Scan the entries below for the word "blonde" and copy every line where it turns up.

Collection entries
►
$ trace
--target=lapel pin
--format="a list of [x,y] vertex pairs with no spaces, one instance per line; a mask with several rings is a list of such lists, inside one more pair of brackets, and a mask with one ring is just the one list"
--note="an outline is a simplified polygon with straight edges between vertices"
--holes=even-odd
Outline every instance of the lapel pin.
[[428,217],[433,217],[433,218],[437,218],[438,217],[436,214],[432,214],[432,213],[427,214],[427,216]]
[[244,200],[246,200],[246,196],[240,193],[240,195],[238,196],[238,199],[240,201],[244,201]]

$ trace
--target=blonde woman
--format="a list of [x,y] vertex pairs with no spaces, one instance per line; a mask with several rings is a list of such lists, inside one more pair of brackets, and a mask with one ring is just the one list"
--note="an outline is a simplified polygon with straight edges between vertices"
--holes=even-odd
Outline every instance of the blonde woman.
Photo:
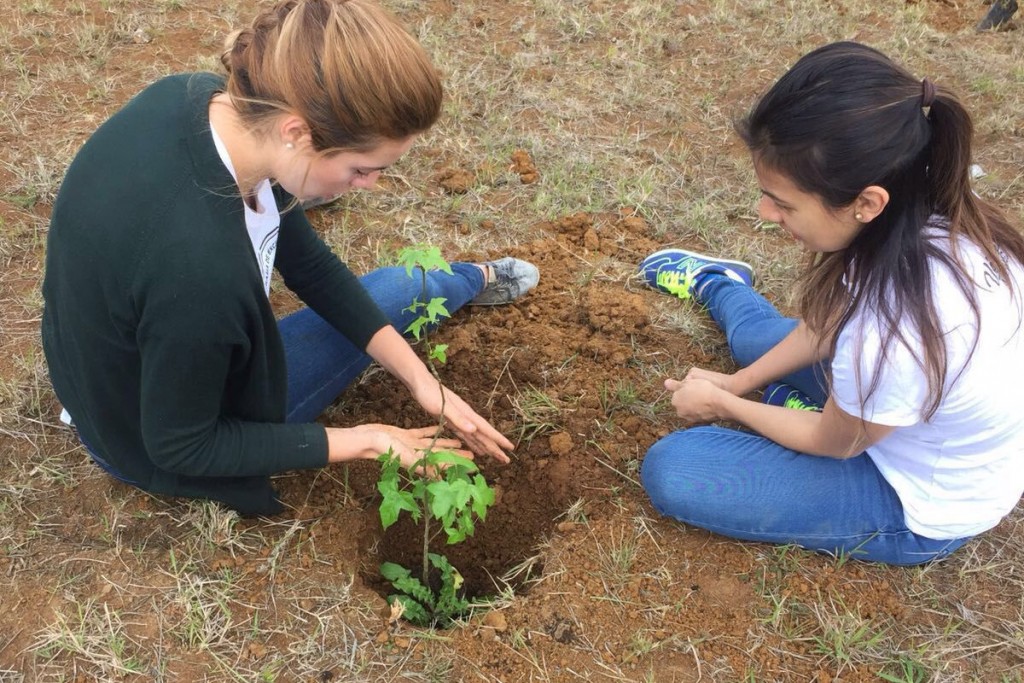
[[[398,330],[419,278],[357,278],[300,207],[373,186],[436,120],[429,58],[368,0],[289,0],[233,34],[226,79],[146,88],[79,152],[54,205],[43,343],[54,389],[94,460],[154,493],[243,514],[282,509],[269,476],[393,449],[436,427],[325,428],[316,416],[379,362],[457,439],[512,444],[443,389]],[[276,320],[273,271],[308,306]],[[512,258],[432,274],[449,310],[536,285]],[[427,422],[428,420],[424,420]]]

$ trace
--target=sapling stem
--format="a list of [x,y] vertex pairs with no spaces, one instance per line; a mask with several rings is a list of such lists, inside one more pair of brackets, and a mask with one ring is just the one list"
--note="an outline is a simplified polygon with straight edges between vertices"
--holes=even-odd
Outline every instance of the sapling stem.
[[[407,309],[416,315],[405,331],[417,340],[422,340],[426,346],[425,362],[437,380],[441,392],[441,409],[437,416],[438,428],[423,449],[422,457],[404,475],[400,460],[390,450],[378,458],[383,467],[377,488],[382,496],[380,516],[384,528],[394,524],[402,511],[410,513],[417,521],[423,518],[422,580],[414,578],[408,569],[391,562],[381,565],[381,574],[399,591],[390,596],[389,601],[401,602],[408,610],[407,618],[410,621],[422,625],[438,620],[450,623],[454,616],[465,613],[469,603],[457,596],[462,576],[446,557],[430,552],[433,540],[430,518],[438,519],[438,533],[443,530],[449,544],[459,543],[473,534],[474,517],[483,520],[487,508],[494,504],[495,496],[494,490],[479,473],[472,458],[451,450],[436,450],[446,424],[444,413],[447,406],[437,364],[445,362],[447,345],[433,344],[429,330],[449,313],[444,307],[444,298],[426,300],[427,271],[438,269],[451,275],[451,266],[441,257],[436,247],[403,250],[399,259],[410,277],[414,268],[420,270],[422,294],[415,296]],[[407,486],[403,485],[403,481]],[[440,572],[441,587],[436,591],[429,587],[432,566]]]
[[[419,266],[420,269],[420,283],[423,292],[423,299],[420,302],[423,306],[427,305],[427,269],[423,266]],[[429,326],[423,327],[423,343],[427,346],[427,367],[430,369],[430,374],[437,380],[437,386],[441,390],[441,415],[437,418],[437,432],[434,433],[433,438],[430,440],[430,445],[427,446],[427,450],[424,452],[425,455],[434,452],[434,444],[437,443],[437,439],[441,434],[441,430],[444,429],[444,385],[441,384],[441,373],[437,371],[437,367],[434,365],[434,358],[430,354],[430,329]],[[430,476],[429,472],[424,471],[424,476]],[[430,559],[428,553],[430,552],[430,515],[423,515],[423,585],[429,586],[430,579]]]

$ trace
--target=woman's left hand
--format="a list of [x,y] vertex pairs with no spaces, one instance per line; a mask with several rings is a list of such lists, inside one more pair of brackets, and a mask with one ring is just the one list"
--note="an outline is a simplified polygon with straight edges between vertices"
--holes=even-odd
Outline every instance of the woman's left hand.
[[444,418],[452,431],[474,453],[486,453],[498,462],[509,461],[506,451],[512,442],[481,417],[454,391],[437,382],[413,392],[423,409],[435,417],[441,414],[441,391],[444,391]]
[[702,377],[666,379],[665,389],[672,392],[672,407],[687,425],[713,422],[719,418],[716,398],[725,392],[714,382]]
[[462,443],[474,453],[486,453],[498,462],[508,462],[506,451],[512,450],[512,442],[477,415],[458,394],[442,387],[394,327],[387,325],[378,330],[367,344],[366,352],[409,387],[413,398],[434,417],[441,414],[443,390],[445,421]]

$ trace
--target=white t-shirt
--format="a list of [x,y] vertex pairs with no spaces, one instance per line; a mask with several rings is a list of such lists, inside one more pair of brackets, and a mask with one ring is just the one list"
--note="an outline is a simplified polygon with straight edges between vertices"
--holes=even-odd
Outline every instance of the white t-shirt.
[[[231,172],[231,177],[238,182],[238,174],[235,167],[231,165],[231,157],[224,146],[224,141],[217,135],[217,131],[210,127],[213,133],[213,144],[217,148],[217,154],[221,161]],[[269,180],[263,180],[255,188],[256,210],[245,204],[245,229],[249,233],[249,241],[252,243],[253,253],[256,254],[256,264],[263,276],[263,291],[270,296],[270,278],[274,274],[274,256],[277,254],[277,234],[281,227],[281,212],[277,208],[277,200],[274,198],[274,189]]]
[[[948,251],[945,231],[930,231]],[[952,273],[932,266],[932,296],[945,332],[945,398],[923,421],[928,382],[914,349],[894,339],[878,383],[861,406],[880,353],[878,320],[871,311],[852,318],[839,334],[832,360],[832,396],[845,412],[897,429],[867,450],[903,503],[907,527],[935,539],[972,536],[995,526],[1024,493],[1024,268],[1008,261],[1016,299],[966,239],[960,256],[977,293],[981,333]],[[974,347],[977,338],[977,347]],[[974,347],[974,348],[972,348]],[[962,372],[961,372],[962,369]]]

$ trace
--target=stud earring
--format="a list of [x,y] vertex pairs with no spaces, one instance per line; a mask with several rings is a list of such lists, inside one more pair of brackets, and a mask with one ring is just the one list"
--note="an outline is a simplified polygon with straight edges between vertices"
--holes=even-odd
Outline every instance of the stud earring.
◄
Answer for this exercise
--target=blonde woman
Outline every instance of the blonde woman.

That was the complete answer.